WHAT TO PRODUCE:
Extract the full listing below without altering a single character.

INPUT ROWS:
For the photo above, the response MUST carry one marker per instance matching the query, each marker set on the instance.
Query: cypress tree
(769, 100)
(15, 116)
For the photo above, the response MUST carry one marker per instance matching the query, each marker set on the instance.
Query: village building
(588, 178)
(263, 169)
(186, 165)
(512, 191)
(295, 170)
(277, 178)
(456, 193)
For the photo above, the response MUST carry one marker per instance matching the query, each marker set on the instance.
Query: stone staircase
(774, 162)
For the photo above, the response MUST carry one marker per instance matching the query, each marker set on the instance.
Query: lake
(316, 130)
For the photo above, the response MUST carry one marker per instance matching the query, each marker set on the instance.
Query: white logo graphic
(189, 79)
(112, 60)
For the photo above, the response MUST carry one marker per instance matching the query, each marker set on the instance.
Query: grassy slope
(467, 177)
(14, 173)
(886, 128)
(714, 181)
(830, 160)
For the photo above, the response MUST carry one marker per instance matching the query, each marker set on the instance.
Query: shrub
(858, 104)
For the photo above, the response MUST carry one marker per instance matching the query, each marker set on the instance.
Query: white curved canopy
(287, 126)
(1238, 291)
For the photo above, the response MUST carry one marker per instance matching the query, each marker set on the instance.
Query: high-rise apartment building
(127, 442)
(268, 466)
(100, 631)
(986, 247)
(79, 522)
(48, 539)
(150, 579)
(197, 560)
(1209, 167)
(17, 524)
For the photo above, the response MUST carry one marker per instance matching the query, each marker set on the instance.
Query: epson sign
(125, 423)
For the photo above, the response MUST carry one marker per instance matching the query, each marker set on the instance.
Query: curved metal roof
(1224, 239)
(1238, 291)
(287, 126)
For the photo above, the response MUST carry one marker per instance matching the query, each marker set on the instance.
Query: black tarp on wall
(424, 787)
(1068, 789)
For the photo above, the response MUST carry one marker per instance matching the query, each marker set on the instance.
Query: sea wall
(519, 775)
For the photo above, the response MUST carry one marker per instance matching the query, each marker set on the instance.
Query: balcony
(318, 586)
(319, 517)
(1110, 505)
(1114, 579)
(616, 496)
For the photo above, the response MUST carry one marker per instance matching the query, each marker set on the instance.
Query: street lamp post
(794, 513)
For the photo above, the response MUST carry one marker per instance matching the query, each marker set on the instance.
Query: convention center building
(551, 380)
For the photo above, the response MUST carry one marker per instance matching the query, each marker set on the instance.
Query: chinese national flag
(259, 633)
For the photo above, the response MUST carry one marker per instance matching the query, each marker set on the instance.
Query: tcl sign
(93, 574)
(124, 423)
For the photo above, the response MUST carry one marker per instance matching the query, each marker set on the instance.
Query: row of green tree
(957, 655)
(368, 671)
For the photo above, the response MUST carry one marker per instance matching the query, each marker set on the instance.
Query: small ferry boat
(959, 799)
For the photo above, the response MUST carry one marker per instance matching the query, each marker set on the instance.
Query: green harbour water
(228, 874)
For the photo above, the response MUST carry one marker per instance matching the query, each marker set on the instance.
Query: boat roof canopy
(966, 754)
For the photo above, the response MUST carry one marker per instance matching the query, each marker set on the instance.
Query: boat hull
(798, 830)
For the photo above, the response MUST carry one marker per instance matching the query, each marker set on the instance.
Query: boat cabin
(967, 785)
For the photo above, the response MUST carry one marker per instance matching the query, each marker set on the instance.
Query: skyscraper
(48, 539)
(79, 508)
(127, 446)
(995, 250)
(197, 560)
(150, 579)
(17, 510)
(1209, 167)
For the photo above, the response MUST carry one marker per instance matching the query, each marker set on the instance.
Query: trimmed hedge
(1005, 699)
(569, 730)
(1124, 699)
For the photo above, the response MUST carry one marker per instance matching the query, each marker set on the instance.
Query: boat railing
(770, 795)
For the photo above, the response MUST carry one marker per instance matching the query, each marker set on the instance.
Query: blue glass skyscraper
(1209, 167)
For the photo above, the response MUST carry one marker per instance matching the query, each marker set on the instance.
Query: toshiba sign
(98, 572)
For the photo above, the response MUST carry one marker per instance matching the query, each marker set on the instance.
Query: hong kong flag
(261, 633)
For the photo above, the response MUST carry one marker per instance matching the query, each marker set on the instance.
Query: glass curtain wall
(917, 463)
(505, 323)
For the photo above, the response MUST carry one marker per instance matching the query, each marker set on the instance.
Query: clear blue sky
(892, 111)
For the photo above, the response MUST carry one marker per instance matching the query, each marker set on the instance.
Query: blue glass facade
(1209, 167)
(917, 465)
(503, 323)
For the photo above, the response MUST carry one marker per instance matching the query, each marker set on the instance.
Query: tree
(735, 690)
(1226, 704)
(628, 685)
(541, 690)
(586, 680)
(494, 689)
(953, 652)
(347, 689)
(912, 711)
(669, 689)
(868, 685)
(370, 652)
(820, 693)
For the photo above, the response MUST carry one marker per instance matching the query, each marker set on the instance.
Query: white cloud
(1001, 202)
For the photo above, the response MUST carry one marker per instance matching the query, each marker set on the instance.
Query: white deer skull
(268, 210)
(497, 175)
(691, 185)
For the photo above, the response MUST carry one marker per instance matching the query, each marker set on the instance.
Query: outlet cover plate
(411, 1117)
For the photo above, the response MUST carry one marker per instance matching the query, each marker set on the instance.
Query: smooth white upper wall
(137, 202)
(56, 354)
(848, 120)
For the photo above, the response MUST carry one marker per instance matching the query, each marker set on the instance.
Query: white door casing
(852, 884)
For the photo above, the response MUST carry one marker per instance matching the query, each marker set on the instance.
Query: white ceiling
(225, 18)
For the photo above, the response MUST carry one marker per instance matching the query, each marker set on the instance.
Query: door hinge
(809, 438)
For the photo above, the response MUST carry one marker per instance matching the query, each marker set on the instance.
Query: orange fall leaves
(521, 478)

RESULT OF THIS TASK:
For the photo above, the response MUST carry one marker per instance matching the query, each marker set on the instance.
Query: cypress tree
(769, 100)
(15, 116)
For the photo above, the response MUST carry one marker per instance matching the query, each marker set on the instance.
Query: village building
(588, 178)
(263, 169)
(186, 165)
(512, 191)
(295, 170)
(277, 178)
(456, 193)
For the photo above, the response MUST carry one marker per instance matching the query, each marker set on the instance.
Query: stone staircase
(774, 162)
For the photo above, the response MUST carry one marker per instance matching the query, each marker set on the instance.
Query: lake
(316, 130)
For the photo above, the response MUST carry one marker per instance matching the query, each marker set on the instance.
Query: white logo graphic
(189, 79)
(112, 60)
For the photo above, the response MUST carry one marker per instance matching the query, each marker set on the instance.
Query: grassy slope
(467, 177)
(14, 173)
(886, 128)
(714, 181)
(830, 160)
For the photo above, the response MUST carry one marker per instance matching the query, each marker set on the instance.
Query: shrub
(858, 104)
For the photo above, the response MUST carry one marker per instance matching the query, each marker set on the instance.
Query: white curved canopy
(287, 126)
(1238, 291)
For the photo above, the response MUST carry one marker per instance matching the query, each marker set on the instance.
Query: high-rise apartment building
(127, 442)
(268, 466)
(100, 631)
(986, 247)
(79, 522)
(48, 539)
(150, 579)
(197, 560)
(1209, 167)
(17, 524)
For the photo above, the response MUST carry one marker per instance matching the query, each marker set on the instance.
Query: epson sign
(125, 423)
For the photo above, the response MUST carry one marker per instance matching the query, each marker set on the instance.
Query: curved metal roof
(1224, 239)
(1238, 291)
(287, 126)
For the photo above, the response MUST carry one marker per instance matching the query, each marker set on the instance.
Query: black tarp on wall
(424, 787)
(1068, 789)
For the photo above, the response MUST carry one marker per instance matching the query, each marker set on the instance.
Query: sea wall
(519, 775)
For the photo above, the response MUST carry one marker per instance matching the query, each marker set on the instance.
Query: balcony
(318, 586)
(319, 517)
(1110, 505)
(1114, 579)
(616, 496)
For the photo above, the response MUST carry one marker per instance matching the query, each marker set on the instance.
Query: street lamp post
(794, 513)
For the photo above, the response MUST carry one marker per instance matching the query, each marker set on the instance.
Query: convention center building
(551, 380)
For the photo above, the response MUST carry one marker per instance matching the query, each marker set on the instance.
Query: chinese national flag
(259, 633)
For the photo above, the response MUST carry one marker per instance matching the query, each marker set on the instance.
Query: tcl sign
(93, 574)
(124, 423)
For the photo above, the response MUST carry one marker per instance matching the query, each marker set on the instance.
Query: row of green tree
(957, 655)
(368, 671)
For the photo above, the response MUST carry one marker per instance matching the query, each marker set on the instance.
Query: small ferry boat
(959, 799)
For the photo above, the response MUST carry one marker per instance matching the query, each marker set on the instance.
Query: green harbour water
(228, 874)
For the photo above, the response MUST carry one marker per instance matching the query, each marker set on the instance.
Query: boat roof canopy
(966, 754)
For the photo above, the response MUST carry one marker per instance matching the query, each marker set on the instance.
Query: boat hull
(798, 830)
For the photo above, the response MUST carry one marker per instance matching the query, each marker set on the instance.
Query: boat cabin
(967, 785)
For the photo above, the response MUST carry one marker per instance matching the query, each marker set on the instance.
Query: skyscraper
(48, 539)
(79, 508)
(127, 446)
(995, 250)
(197, 560)
(150, 579)
(17, 510)
(1209, 167)
For the photo above, the response MUST carry one marker per instance matching the query, each marker set on the instance.
Query: trimmed hedge
(1005, 699)
(569, 730)
(1124, 699)
For the photo above, the response MUST carry one marker per instance matching the query, each marker set on the instance.
Query: boat railing
(770, 795)
For the photo above, the response MUST carry one marker per instance matching the query, each marker set on the instance.
Query: blue glass skyscraper
(1209, 167)
For the photo above, the response MUST carry one marker per instance matching the query, each marker set on the instance.
Query: toshiba sign
(98, 572)
For the photo above, the response MUST carry one marker per instance matching the query, each marker set on the instance.
Query: hong kong flag
(261, 633)
For the photo above, the response MUST carry one marker per instance matching the query, each marker set on the instance.
Query: glass curtain wall
(917, 463)
(505, 323)
For the photo above, the response MUST carry one marker per instance matching the query, each marker set on the instance.
Query: clear blue sky
(892, 111)
For the photo above, the response MUST carry one marker per instance matching the query, each marker set on the instance.
Query: blue glass facade
(1209, 167)
(917, 465)
(503, 323)
For the photo above, the response MUST carry one marker per instance matching the query, each marker set on the instance.
Query: tree
(735, 690)
(1226, 704)
(628, 685)
(541, 690)
(586, 680)
(494, 689)
(953, 652)
(347, 689)
(912, 711)
(669, 689)
(868, 685)
(370, 652)
(820, 693)
For the photo above, the response MUST carry one marker per instance matching the query, each marker set on the instance.
Query: white cloud
(1001, 202)
For the photo above, the response MUST carry one marker per instance matching the query, each marker set on the instance.
Query: white deer skull
(268, 210)
(497, 175)
(691, 185)
For the photo above, the response MUST carry one marker per instance matching the query, each marker set on the instance.
Query: outlet cover plate
(411, 1117)
For the photo above, the response MUST carry one marker per instance matching the query, each marker set on the instance.
Query: smooth white upper wall
(137, 202)
(56, 354)
(848, 120)
For the photo above, the response MUST carry one marker per instance matching the query, each marker set on the instance.
Query: white door casing
(852, 884)
For the photo above, the response MUST carry one marker per instance matching the query, each marker set on the instance.
Query: white ceiling
(225, 18)
For the photo above, the response MUST carry one marker per instance matching the query, each marker set on the instance.
Query: door hinge
(809, 438)
For the photo above, the response MUST carry one marker per instance matching the query, each marker set on the instance.
Query: orange fall leaves
(521, 478)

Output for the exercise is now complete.